That morning in 2011, I was in medical isolation in a county jail.

It was not like the quarantines we are experiencing now.

I was in a neon white cell with no clock and no contact with anyone. It was so disorienting, difficult to keep track of days and nights.
I can describe the conditions - it’s like if you quarantined in your bathroom with no electronics, were banned from looking out the window and someone just tossed shitty food under the door at weird times.

But it’s so hard to describe adequately what it felt like mentally.
Sometimes my heart raced or anxiety clouded my vision. Time melted in a way that felt like I was always drunk. I didn’t want to sleep because I couldn’t handle the disappointment of waking up

It was terrifying - it felt like I was truly losing my mind & might never get it back
That’s why when I fleetingly thought I had died, I was relieved. And then my face rubbed against the scratchy gray jail-issue blanket and I realized that I could still feel things, that I still existed. I was crushed.
Now, this has been most of my past few weeks. The entire idea of forced shelter in place just brings back some deep-seated panic I haven’t felt in years.

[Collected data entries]
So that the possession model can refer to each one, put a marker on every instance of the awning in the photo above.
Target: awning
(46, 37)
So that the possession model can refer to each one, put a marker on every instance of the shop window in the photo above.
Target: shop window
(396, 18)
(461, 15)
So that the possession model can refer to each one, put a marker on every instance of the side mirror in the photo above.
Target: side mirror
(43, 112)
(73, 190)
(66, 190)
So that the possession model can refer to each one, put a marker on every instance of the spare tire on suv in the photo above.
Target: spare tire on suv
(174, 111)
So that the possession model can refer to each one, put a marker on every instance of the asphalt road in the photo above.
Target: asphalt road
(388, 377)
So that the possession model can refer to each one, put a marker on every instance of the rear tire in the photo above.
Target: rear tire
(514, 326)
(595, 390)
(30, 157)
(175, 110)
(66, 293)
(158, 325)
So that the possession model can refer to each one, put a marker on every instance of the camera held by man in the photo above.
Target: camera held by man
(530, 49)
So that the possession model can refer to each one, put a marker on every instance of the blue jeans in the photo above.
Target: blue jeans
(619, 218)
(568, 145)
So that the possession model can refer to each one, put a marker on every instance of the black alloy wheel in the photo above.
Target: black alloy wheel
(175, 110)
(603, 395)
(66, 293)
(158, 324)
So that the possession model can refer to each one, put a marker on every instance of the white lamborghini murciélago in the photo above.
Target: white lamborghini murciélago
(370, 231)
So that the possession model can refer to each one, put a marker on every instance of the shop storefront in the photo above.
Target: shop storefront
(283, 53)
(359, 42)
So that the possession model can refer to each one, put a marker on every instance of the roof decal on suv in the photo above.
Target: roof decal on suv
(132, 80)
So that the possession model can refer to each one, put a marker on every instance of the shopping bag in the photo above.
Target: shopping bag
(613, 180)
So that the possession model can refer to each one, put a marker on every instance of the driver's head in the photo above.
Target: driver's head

*SET OF TASKS*
a) Quote the part of the jail isolation account starting at "I can describe" and ending at "I was crushed.", word for word.
b) Extend the account of medical isolation in a county jail, picking up right after its final sentence.

*ANSWERS PER TASK*
a)
I can describe the conditions - it’s like if you quarantined in your bathroom with no electronics, were banned from looking out the window and someone just tossed shitty food under the door at weird times.

But it’s so hard to describe adequately what it felt like mentally.
Sometimes my heart raced or anxiety clouded my vision. Time melted in a way that felt like I was always drunk. I didn’t want to sleep because I couldn’t handle the disappointment of waking up

It was terrifying - it felt like I was truly losing my mind & might never get it back
That’s why when I fleetingly thought I had died, I was relieved. And then my face rubbed against the scratchy gray jail-issue blanket and I realized that I could still feel things, that I still existed. I was crushed.

b)
It’s not rational, I know this. This is bad and awful, but it is also not the same thing as prison. Still, I’ve reverted to the habits I formed then to get me through now.
And I’m talking to the women I did time with - like @StacyLynBurnet2. She completely understood where I was coming from, and we talked about that “caged animal feeling.”
But some people I did time with saw it differently; my friend Paradise felt like prison trained us for this perfectly:
We also learned how to survive in lockdown and how to keep getting up every day, even when we’d lost so many things that gave our lives meaning.

I keep reminding myself of that now when I find myself losing time, and in a dark place.
I still feel weird talking about this when I know that people are actually dying. My problems feel so insignificant, I’m embarrassed to have them.

I am, in fact, so lucky: I am not in prison, I have a job, I have a safe place to isolate.
But based on the DMs I get, I know there are lots of ppl struggling to wake up, to stay sober, to stay sane.

I imagine that what lies ahead is only going to be worse & darker but this is not just a medical crisis - I worry or so many pplI know it is a mental health crisis too.
Maybe it’s too early to think about hope, but I would like to share this story:

Recently I talked to a guy who is in prison, locked in a cell 20-plus hours a day. In theory, they all get out for rec and showers but even that doesn’t consistently happen.
As these places increasingly lockdown, now they have no visits and no phone access. There have been signs of unrest.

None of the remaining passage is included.